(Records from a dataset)
+ + + +

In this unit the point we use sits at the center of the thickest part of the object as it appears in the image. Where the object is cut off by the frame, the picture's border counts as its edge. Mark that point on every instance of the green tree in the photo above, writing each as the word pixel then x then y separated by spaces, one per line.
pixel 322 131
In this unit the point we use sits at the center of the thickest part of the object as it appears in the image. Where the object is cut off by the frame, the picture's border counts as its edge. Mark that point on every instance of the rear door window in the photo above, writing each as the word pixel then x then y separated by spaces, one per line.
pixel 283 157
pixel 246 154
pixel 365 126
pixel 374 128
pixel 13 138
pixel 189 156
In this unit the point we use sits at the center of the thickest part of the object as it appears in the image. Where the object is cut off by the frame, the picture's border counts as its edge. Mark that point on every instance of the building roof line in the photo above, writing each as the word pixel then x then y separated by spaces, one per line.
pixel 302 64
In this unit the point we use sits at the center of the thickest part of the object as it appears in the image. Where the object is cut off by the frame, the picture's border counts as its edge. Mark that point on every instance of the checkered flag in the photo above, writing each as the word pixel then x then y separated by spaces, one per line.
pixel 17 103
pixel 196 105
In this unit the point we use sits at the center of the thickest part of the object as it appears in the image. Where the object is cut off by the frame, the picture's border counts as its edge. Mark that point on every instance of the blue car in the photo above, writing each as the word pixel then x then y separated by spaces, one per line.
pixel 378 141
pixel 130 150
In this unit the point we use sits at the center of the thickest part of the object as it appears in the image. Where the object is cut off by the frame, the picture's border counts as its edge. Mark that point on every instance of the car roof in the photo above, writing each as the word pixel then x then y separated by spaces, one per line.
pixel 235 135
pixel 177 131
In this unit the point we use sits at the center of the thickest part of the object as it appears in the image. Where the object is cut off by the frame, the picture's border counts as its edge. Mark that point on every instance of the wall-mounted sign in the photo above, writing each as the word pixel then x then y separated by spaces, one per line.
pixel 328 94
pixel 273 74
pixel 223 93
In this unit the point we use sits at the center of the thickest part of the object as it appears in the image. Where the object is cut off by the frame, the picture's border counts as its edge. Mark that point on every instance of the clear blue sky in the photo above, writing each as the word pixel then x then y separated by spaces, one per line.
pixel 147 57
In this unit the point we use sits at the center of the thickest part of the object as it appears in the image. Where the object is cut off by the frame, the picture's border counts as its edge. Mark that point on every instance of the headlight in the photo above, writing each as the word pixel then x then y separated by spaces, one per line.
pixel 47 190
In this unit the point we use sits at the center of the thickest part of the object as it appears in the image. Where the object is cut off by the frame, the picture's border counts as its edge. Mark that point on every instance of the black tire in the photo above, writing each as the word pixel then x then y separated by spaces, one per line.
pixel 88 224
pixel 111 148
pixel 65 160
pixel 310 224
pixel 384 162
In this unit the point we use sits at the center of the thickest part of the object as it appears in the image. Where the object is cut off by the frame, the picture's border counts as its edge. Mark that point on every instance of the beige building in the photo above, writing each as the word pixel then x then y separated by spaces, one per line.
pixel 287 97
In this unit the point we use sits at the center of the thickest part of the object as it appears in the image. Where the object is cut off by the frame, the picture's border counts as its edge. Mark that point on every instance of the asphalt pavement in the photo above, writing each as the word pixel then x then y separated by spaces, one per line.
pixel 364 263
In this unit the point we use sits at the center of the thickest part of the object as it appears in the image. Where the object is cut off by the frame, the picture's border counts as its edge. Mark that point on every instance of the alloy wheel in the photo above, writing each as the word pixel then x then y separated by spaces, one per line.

+ + + +

**WHAT THE EXERCISE ASKS:**
In this exercise, you retype all of the data exactly as it appears above.

**RESPONSE TO THE TASK:**
In this unit the point we use sits at the center of the thickest part of the object as it appears in the image. Where the object is cut off by the frame, the picture's border counts as its edge. Mark that point on every instance of the green tree in the photo above, writing each as the word pixel then x then y separated by spaces, one per line.
pixel 322 131
In this unit the point we use sits at the center of the thickest part of the object as it appears in the image. Where the object is cut off by the frame, the picture's border counts as its edge. Mark that point on every instance of the rear door window in the photo above, writing each as the word pixel then x then y separated by spaces, one per line.
pixel 283 157
pixel 246 154
pixel 365 126
pixel 374 128
pixel 13 138
pixel 189 156
In this unit the point we use sits at the center of the thickest part of the object as it appears in the image. Where the object is cut off by the frame, the picture's border counts as its edge. Mark that point on every instance of the building roof line in the photo above, writing each as the word pixel then x then y separated by spaces, one per line.
pixel 302 64
In this unit the point we use sits at the center of the thickest part of the object as it appears in the image. Where the object is cut off by the frame, the picture's border counts as its edge. Mark that point on every instance of the checkered flag in the photo above, writing each as the word pixel then x then y separated by spaces, one per line.
pixel 17 103
pixel 196 105
In this unit the point we use sits at the center of the thickest part of the object as it appears in the image. Where the object is cut off by the frame, the picture's border counts as its edge. Mark that point on every instance of the blue car in the photo above, writing each as the word pixel then x then y separated by spaces, one per line.
pixel 378 141
pixel 130 150
In this unit the point we use sits at the center of the thickest part of the object as it appears in the image. Where the object is cut off by the frame, the picture's border counts as its edge. Mark that point on every instance of the car roof in the photo above, writing each as the word pixel then x then y separated by spaces, one per line.
pixel 235 135
pixel 177 131
In this unit the point we use sits at the center of the thickest part of the object as it appears in the image. Where the object is cut off by the frame, the picture's border counts as its edge. Mark that point on every instance of the wall-mounted sign in the photo above, writing each as the word pixel then x then y separated by spaces, one per line.
pixel 328 94
pixel 273 74
pixel 223 93
In this unit the point we use sits at the center of the thickest part of the object as it appears in the image. Where the object is cut off by the frame, the picture's border counts as its edge. Mark that point on every instance of the clear blue sky in the photo above, writing each as the word pixel then x then y separated by spaces, one per line.
pixel 147 57
In this unit the point we use sits at the center of the thickest part of the object as it appears in the image. Where the object is cut off by the frame, the picture's border counts as its edge. Mark that point on every instance of the headlight in the photo above, writing each as the word pixel then x then y separated by spaces, one per line.
pixel 47 190
In this unit the point we use sits at the center of the thickest part of the object as it appears in the image. Where the object is cut off by the frame, the picture's border counts as its edge. Mark that point on every instance of the black tire in the photo above, writing each as the word pixel then x then y separated by spaces, one per line.
pixel 88 224
pixel 111 148
pixel 65 160
pixel 310 224
pixel 384 162
In this unit the point we use sits at the center of the thickest part of the object as it appears in the image. Where the object is cut off by the frame, the picture's border counts as its edge. Mark that point on every instance of the beige building in the photo above, writing each as the word pixel then x then y separated by spaces, one per line.
pixel 287 97
In this unit the point we use sits at the center of the thickest part of the object as it appears in the image. Where the object is cut off by the frame, the picture's border counts as its edge. Mark that point on every instance of the asphalt pavement in the photo above, writing each as the word pixel then x then y separated by spaces, one per line.
pixel 364 263
In this unit the point we use sits at the center of the thickest part of the object as it appears in the image. Where the object is cut off by the frame, the picture's border counts as its edge. Mark that point on every instance of the alloy wheel in the photo above, writing each as the word pixel then x then y separated by spaces, one per line.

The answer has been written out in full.